* _Aim_: Rewrite every one of the records below, swapping "simplified polygon" for "closed polygon" and keeping all else the same. Leave the pictures out.

Records from a data collection
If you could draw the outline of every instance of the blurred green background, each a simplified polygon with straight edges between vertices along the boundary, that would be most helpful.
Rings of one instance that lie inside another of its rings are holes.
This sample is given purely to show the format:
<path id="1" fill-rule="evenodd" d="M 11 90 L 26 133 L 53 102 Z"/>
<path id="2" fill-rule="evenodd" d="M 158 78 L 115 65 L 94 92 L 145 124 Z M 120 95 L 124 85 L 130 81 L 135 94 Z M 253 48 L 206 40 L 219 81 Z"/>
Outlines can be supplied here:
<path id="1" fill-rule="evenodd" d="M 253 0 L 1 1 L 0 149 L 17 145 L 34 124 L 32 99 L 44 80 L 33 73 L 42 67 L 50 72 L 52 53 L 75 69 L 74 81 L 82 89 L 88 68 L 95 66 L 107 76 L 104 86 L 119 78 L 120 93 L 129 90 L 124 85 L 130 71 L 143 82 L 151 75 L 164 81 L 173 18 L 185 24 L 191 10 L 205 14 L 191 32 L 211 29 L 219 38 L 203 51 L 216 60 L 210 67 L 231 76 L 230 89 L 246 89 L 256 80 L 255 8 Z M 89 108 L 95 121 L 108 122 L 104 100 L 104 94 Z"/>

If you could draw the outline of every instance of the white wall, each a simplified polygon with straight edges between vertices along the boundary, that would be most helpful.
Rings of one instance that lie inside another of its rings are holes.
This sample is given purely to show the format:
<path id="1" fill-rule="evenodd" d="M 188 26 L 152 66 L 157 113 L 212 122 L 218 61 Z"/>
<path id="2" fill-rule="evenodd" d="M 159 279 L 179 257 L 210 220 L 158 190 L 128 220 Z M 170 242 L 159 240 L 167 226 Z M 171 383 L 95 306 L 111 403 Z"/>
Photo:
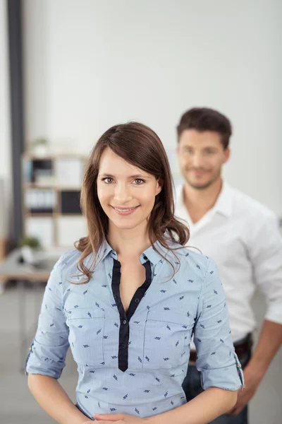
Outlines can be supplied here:
<path id="1" fill-rule="evenodd" d="M 214 107 L 234 126 L 226 178 L 282 214 L 281 16 L 279 0 L 25 0 L 27 139 L 88 152 L 137 119 L 171 153 L 180 115 Z"/>
<path id="2" fill-rule="evenodd" d="M 6 1 L 0 0 L 0 239 L 8 236 L 8 216 L 11 207 L 8 40 Z"/>

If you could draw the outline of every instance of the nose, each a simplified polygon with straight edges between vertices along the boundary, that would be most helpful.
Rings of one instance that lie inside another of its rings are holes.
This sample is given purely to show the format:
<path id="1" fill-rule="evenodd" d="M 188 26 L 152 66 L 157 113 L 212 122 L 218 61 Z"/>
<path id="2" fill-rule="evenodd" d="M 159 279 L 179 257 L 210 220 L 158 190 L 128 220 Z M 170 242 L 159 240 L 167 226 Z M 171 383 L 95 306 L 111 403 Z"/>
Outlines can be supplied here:
<path id="1" fill-rule="evenodd" d="M 121 206 L 132 199 L 130 187 L 127 184 L 118 183 L 114 192 L 115 203 Z"/>

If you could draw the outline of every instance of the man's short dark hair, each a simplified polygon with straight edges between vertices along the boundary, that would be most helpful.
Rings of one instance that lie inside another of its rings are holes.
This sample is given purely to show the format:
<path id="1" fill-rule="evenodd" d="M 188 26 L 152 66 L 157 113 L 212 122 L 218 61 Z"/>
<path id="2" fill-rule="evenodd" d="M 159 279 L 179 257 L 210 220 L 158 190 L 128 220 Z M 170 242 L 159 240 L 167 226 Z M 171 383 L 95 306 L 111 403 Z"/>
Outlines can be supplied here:
<path id="1" fill-rule="evenodd" d="M 200 132 L 214 131 L 219 133 L 224 149 L 228 148 L 232 134 L 232 126 L 229 119 L 217 110 L 208 107 L 193 107 L 182 115 L 177 126 L 178 141 L 185 129 L 196 129 Z"/>

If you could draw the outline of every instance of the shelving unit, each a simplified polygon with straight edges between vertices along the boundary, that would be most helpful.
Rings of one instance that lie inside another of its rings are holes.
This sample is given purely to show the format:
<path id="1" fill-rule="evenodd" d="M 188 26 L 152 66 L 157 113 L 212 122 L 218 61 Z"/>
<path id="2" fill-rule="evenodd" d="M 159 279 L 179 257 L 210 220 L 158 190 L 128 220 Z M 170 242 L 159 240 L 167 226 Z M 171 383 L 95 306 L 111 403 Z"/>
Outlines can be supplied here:
<path id="1" fill-rule="evenodd" d="M 87 157 L 22 156 L 24 233 L 47 249 L 70 247 L 87 233 L 80 196 Z"/>

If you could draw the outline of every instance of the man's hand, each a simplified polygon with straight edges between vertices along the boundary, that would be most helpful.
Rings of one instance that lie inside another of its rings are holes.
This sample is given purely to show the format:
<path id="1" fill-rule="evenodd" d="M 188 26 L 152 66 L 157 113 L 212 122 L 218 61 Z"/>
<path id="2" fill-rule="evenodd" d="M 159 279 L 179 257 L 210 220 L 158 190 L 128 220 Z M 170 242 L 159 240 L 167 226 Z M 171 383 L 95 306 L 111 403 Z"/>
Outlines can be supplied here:
<path id="1" fill-rule="evenodd" d="M 121 424 L 123 424 L 124 423 L 128 423 L 128 424 L 141 424 L 141 423 L 147 420 L 146 418 L 140 418 L 139 417 L 135 417 L 126 413 L 94 413 L 93 417 L 97 421 L 103 424 L 111 423 L 113 421 L 120 423 Z M 89 421 L 90 423 L 92 422 Z"/>
<path id="2" fill-rule="evenodd" d="M 238 390 L 238 399 L 235 406 L 228 413 L 231 415 L 239 414 L 244 406 L 250 401 L 257 390 L 262 379 L 257 368 L 247 365 L 244 368 L 245 389 Z"/>

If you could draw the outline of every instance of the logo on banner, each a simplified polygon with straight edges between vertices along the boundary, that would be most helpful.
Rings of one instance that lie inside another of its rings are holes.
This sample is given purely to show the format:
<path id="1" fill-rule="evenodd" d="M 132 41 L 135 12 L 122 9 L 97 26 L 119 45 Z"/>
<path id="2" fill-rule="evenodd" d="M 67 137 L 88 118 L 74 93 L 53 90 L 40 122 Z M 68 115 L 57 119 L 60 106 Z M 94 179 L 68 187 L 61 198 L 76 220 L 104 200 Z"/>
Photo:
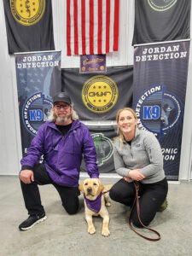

* _Worked solution_:
If you could draw the outline of every instance of the blurred green background, each a closed polygon with straight edges between vertices along the boundary, that would be most helpful.
Rings of one instance that lie inside another of its rings are holes.
This sample is given purely to show the format:
<path id="1" fill-rule="evenodd" d="M 11 90 L 26 133 L 53 102 Z"/>
<path id="2" fill-rule="evenodd" d="M 158 78 L 115 65 L 94 92 L 145 124 Z M 120 95 L 124 85 L 130 81 L 135 94 Z M 253 48 L 206 40 L 219 81 Z"/>
Outlines can be supplied here:
<path id="1" fill-rule="evenodd" d="M 253 0 L 1 1 L 0 149 L 17 145 L 34 124 L 32 99 L 44 80 L 33 73 L 42 67 L 50 72 L 52 53 L 75 69 L 74 81 L 82 89 L 88 68 L 95 66 L 107 76 L 104 86 L 119 78 L 120 93 L 129 90 L 124 85 L 130 71 L 143 82 L 151 75 L 164 81 L 173 18 L 185 24 L 191 10 L 205 14 L 191 32 L 211 29 L 219 38 L 203 51 L 216 60 L 210 67 L 231 76 L 230 89 L 246 89 L 256 80 L 255 8 Z M 89 108 L 95 121 L 108 122 L 104 100 L 104 94 Z"/>

If you could draw the outline of every instance of the white wall, each a closed polygon with straight edges between vertices along the boundary, that would be most helpful.
Rings of one instance that lie inside another of its rings are holes.
This sample is given purely to show the format:
<path id="1" fill-rule="evenodd" d="M 188 26 L 152 66 L 157 113 L 212 122 L 218 61 Z"/>
<path id="2" fill-rule="evenodd" d="M 159 279 L 179 257 L 210 220 L 158 190 L 128 220 Z M 170 242 L 159 240 L 167 226 Z M 171 383 L 95 306 L 111 403 Z"/>
Photo:
Outlines can be supplied here:
<path id="1" fill-rule="evenodd" d="M 214 107 L 234 126 L 226 178 L 282 214 L 281 16 L 279 0 L 25 0 L 27 139 L 88 152 L 137 119 L 171 153 L 180 115 Z"/>
<path id="2" fill-rule="evenodd" d="M 6 1 L 0 0 L 0 239 L 8 236 L 8 216 L 11 207 L 8 40 Z"/>

If you could draw the outline of every instance of the nose, each a closed polygon with straight edges between vertices along the boundary, that would be most helpful.
Rings of one instance that lie inside another of its rings are holes.
This sample is given purely to show the format:
<path id="1" fill-rule="evenodd" d="M 188 26 L 152 66 L 157 113 L 212 122 L 218 61 Z"/>
<path id="2" fill-rule="evenodd" d="M 159 279 L 179 257 L 210 220 L 158 190 L 128 220 Z M 170 242 L 159 240 L 167 226 Z M 171 383 L 95 306 L 111 403 Z"/>
Outlines can be supplied here:
<path id="1" fill-rule="evenodd" d="M 121 206 L 132 199 L 130 187 L 127 184 L 118 183 L 114 192 L 115 203 Z"/>

If you could draw the outline of every instance of the man's short dark hair, each a closed polygon with straight edges between vertices along the boundary, that would be most helpful.
Rings of one instance that lie inside another of its rings are holes.
This sample is given purely to show the format:
<path id="1" fill-rule="evenodd" d="M 188 26 L 152 66 L 157 113 L 212 122 L 218 61 Z"/>
<path id="2" fill-rule="evenodd" d="M 159 279 L 179 257 L 210 220 L 158 190 L 128 220 Z M 170 242 L 159 240 L 167 226 Z M 171 383 L 95 306 L 111 403 Z"/>
Outlines can be supplied here:
<path id="1" fill-rule="evenodd" d="M 200 132 L 214 131 L 219 133 L 224 149 L 228 148 L 232 134 L 232 126 L 229 119 L 217 110 L 208 107 L 193 107 L 182 115 L 177 126 L 178 141 L 185 129 L 196 129 Z"/>

If you could draw the outline of every instance of the shelving unit, each a closed polygon with straight edges between vertices along the boundary, that would be most helpful.
Rings of one instance that lie inside another of its rings are holes.
This sample is given purely to show the format:
<path id="1" fill-rule="evenodd" d="M 188 26 L 152 66 L 157 113 L 212 122 L 218 61 Z"/>
<path id="2" fill-rule="evenodd" d="M 159 279 L 179 257 L 210 220 L 158 190 L 128 220 Z M 170 242 L 159 240 L 167 226 Z M 171 383 L 95 306 L 111 403 Z"/>
Outlines can be supplied here:
<path id="1" fill-rule="evenodd" d="M 87 157 L 22 156 L 24 233 L 47 249 L 70 247 L 87 233 L 80 196 Z"/>

If you could draw the outline of every instance of the man's hand, each a closed polygon with straight edges between vertices along the boundary, that would be most helpful.
Rings of one instance that lie inside another of its rings are holes.
This sample is given purely to show the format:
<path id="1" fill-rule="evenodd" d="M 188 26 L 152 66 L 157 113 L 212 122 L 218 61 Z"/>
<path id="2" fill-rule="evenodd" d="M 159 279 L 179 257 L 210 220 L 158 190 L 128 220 Z M 170 242 L 159 240 L 167 226 Z M 171 383 L 95 306 L 111 403 Z"/>
Outlines can be supplied here:
<path id="1" fill-rule="evenodd" d="M 121 424 L 123 424 L 124 423 L 128 423 L 128 424 L 141 424 L 141 423 L 147 420 L 146 418 L 140 418 L 139 417 L 135 417 L 126 413 L 94 413 L 93 417 L 97 421 L 103 424 L 111 423 L 113 421 L 120 423 Z M 89 421 L 90 423 L 92 422 Z"/>
<path id="2" fill-rule="evenodd" d="M 238 390 L 238 399 L 235 406 L 228 413 L 231 415 L 239 414 L 244 406 L 250 401 L 257 390 L 262 379 L 257 368 L 247 365 L 244 368 L 245 389 Z"/>

If you could draw the outline of every instance of the logo on banner, each a closed polygon with straight edges between vertices along the boundary, that would be most helpful.
Rings of one instance that lie inside another of its rings are holes.
This sample is given purely to show the format:
<path id="1" fill-rule="evenodd" d="M 132 41 L 135 12 L 122 9 L 97 26 L 119 45 Z"/>
<path id="2" fill-rule="evenodd" d="M 67 137 L 88 118 L 74 93 L 53 90 L 40 122 Z M 68 115 L 57 119 L 60 106 Z M 94 179 L 68 187 L 61 198 L 76 220 L 104 200 Z"/>
Photo:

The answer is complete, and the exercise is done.